Continue the passage on tributes to Sayed Yousuf Mirranay, picking up right after its final sentence.

Extract provided =
######

In January 2010, Afghanistan's Government honoured him as a national hero, with a memorial at the main traffic intersection in Jalalabad. It is known as the Shaheed Sayed Yousuf Mirranay Choke in Jalalabad city, Afghanistan. The ceremony was attended by senior government officials.

In 2013, a new foundation was opened in Mirranay's honour. The foundation called the Shaheed Mirranay Foundation runs a school. It teaches girls and boys English and computer literacy, and also provides humanitarian aid to the war-torn communities in Afghanistan.

In 2014, in the book The Well of the Hero a tribute to Mirranay was written by scholar and historian, Professor Habibullah Rafi in which he noted Mirranay's struggle for social justice and ethnic diversity under one unified democratic government. Professor Rafi also recounted how he and Mirranay set up an education foundation called Afghan Youth. Rafi said his last encounter shortly before Mirranay was arrested and disappeared in a bookshop in August 1978.

In the same book, another tribute was given by Mohammad Sediq Patman, former Afghan Deputy Education Minister under Karzai government. The tribute was based on a speech that Patman delivered on 8, May 2014 in Jalalabad. He described Mirranay as a leader of the Afghan Mellat movement who sacrificed his life for the cause, a true patriot and honest leader. Patman said Mirranay was his role model both politically and personally. “He was my teacher and role model. My sincere advice is for everyone to treat Mirranay as their role model and a symbol for unity and democratic values in Afghanistan.”

######

Data excerpts =

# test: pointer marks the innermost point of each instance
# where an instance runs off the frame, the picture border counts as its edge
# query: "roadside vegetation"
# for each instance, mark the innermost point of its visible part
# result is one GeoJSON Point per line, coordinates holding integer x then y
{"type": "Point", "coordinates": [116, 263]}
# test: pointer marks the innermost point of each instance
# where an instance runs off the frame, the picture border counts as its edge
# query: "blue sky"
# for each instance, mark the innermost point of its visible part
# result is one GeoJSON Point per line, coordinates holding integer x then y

######

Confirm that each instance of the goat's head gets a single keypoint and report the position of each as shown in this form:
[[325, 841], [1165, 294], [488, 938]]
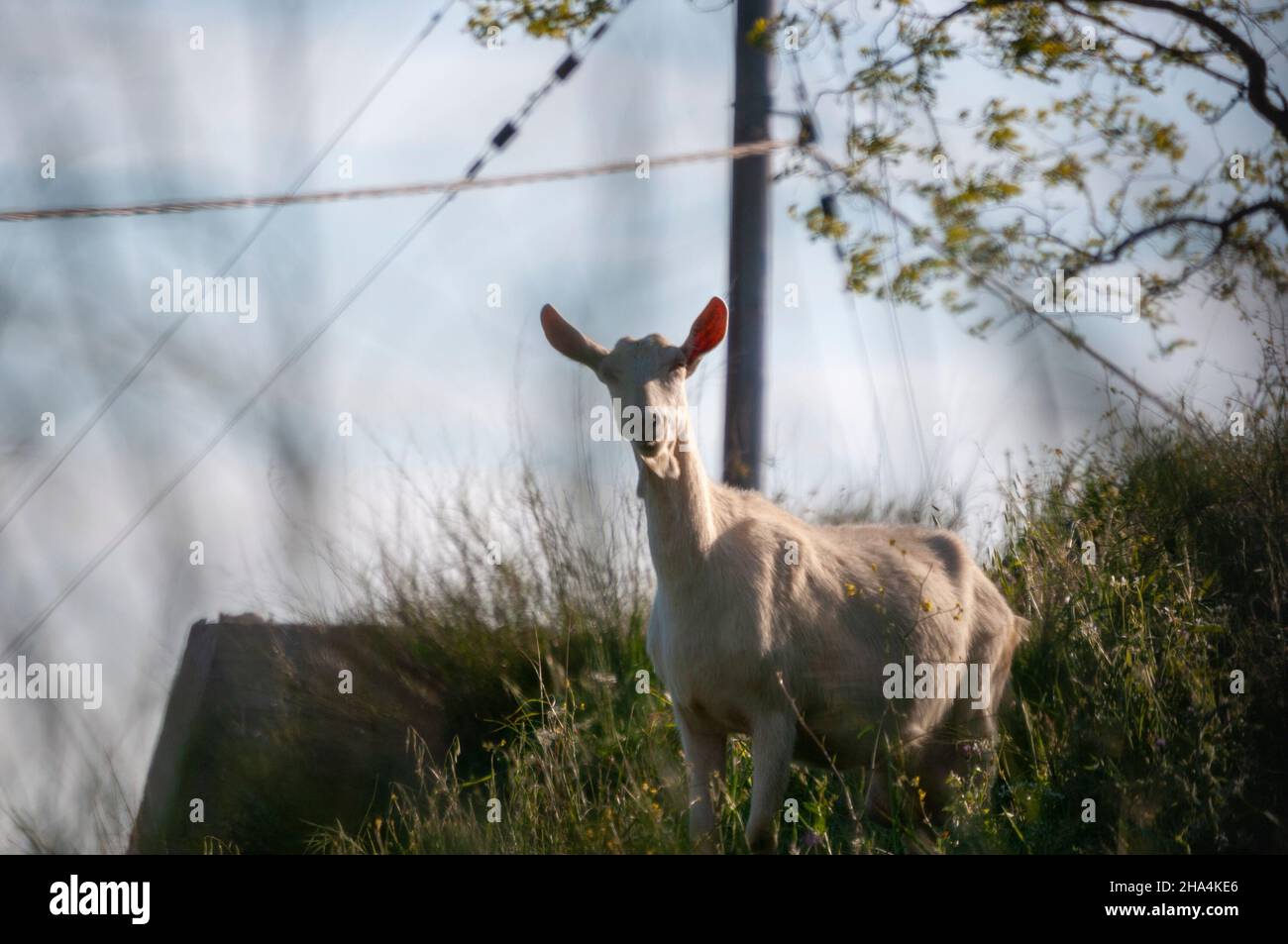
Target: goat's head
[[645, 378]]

######

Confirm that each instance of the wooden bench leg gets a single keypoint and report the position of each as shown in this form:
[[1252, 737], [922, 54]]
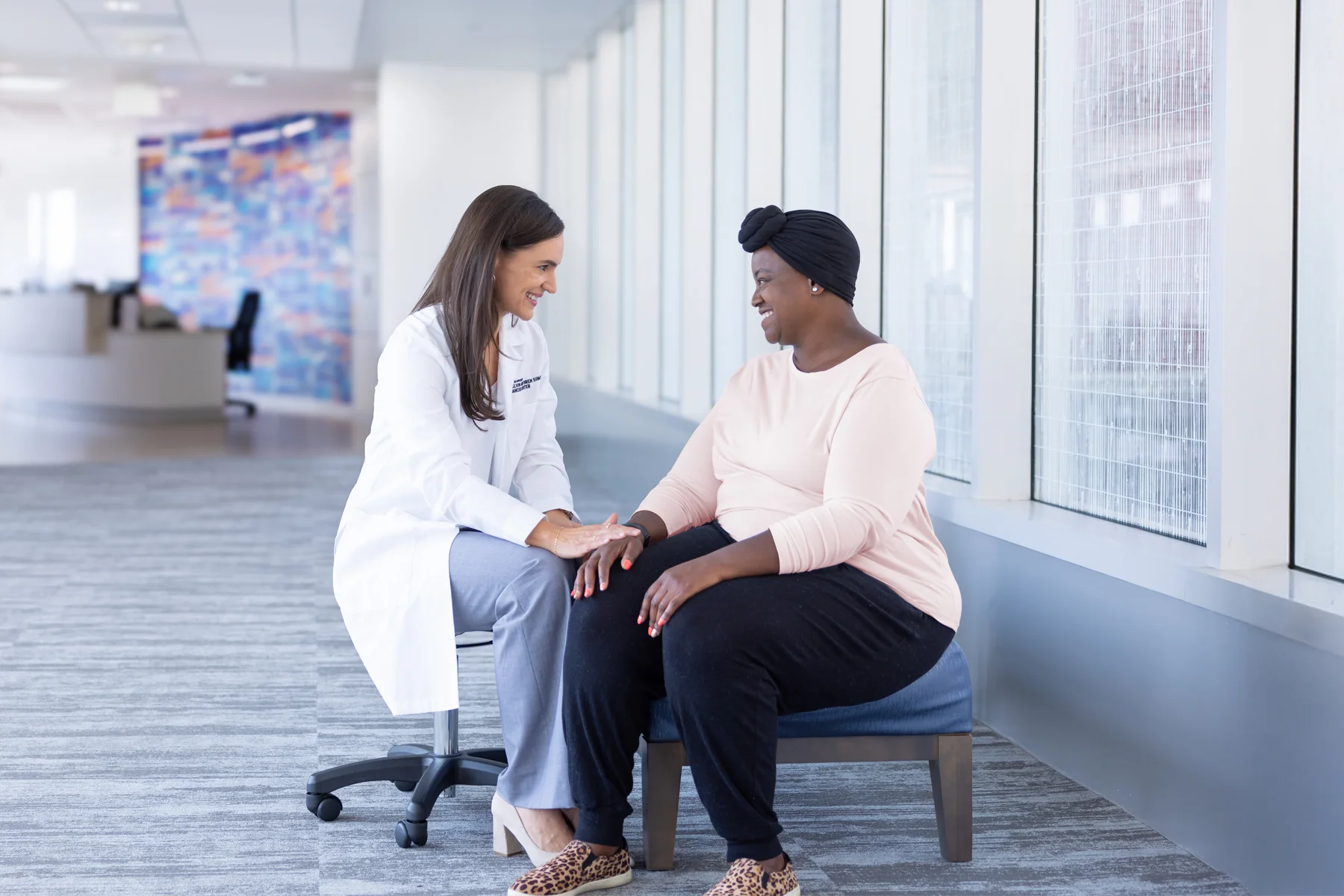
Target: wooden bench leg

######

Task output =
==Personal life==
After Mirranay was arrested and believed to be killed, his family were among the first refugees to flee to Pakistan in the 1980s. His brother Syed Gulam Farooq Mirranay is an Afghan political and social reformer and politician, who was an elected member of the House of the People or Wolesi Jirga in 2005 and is the official spokesperson for the Afghan Social Democratic Party (Afghan Mellat).

Sayed Yousuf Mirranay had another brother, Sayed Sheerin Mirranay, who was also imprisoned in 1978 and also disappeared whilst incarcerated.

Sayed Yousuf Mirranay's wife and four children moved to Australia in 1991. They have resided in Australia since the early 1990s. His eldest son, Said Khushal Mirranay, is a physician and a well-known and respected figure in the Afghan Australian community.